==== DATA TO PROCESS

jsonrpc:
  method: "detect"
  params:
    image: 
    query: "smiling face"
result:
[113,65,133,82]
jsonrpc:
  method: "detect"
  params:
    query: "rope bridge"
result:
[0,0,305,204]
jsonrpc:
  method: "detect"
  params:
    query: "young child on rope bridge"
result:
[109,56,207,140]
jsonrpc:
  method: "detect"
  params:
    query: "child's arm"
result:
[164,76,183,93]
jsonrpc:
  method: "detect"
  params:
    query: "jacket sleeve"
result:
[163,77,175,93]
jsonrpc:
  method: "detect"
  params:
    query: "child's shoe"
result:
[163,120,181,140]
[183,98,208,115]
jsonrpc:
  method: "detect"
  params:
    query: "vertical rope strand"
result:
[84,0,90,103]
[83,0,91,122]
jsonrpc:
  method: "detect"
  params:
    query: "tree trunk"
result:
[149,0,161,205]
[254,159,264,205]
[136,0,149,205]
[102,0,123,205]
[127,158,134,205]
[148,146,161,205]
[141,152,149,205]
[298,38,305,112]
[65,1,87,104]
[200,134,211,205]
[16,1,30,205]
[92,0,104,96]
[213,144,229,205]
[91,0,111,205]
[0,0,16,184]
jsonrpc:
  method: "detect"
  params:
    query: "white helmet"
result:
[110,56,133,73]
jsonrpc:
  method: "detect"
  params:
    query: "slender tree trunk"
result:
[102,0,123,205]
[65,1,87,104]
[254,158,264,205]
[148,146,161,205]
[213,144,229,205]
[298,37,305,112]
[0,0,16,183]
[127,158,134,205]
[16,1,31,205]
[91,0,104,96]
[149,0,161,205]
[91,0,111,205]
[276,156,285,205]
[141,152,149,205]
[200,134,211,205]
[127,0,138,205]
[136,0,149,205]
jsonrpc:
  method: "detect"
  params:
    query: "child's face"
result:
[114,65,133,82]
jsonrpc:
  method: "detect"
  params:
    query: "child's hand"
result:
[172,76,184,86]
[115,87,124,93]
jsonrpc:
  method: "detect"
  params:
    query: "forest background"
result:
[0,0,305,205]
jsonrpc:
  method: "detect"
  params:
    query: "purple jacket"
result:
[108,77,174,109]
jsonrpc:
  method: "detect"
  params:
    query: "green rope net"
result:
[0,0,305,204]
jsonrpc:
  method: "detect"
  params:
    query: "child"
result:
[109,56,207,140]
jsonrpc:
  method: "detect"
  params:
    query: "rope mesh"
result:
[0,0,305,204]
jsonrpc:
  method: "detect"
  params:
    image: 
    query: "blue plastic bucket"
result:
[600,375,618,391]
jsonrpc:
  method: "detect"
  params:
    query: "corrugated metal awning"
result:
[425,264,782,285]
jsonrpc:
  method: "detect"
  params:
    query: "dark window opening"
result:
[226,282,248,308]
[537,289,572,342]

========

Gather every line in the records that contains the string "trunk". Case counts, so a version with different capitalization does not match.

    query: "tree trunk"
    query: "slender tree trunk"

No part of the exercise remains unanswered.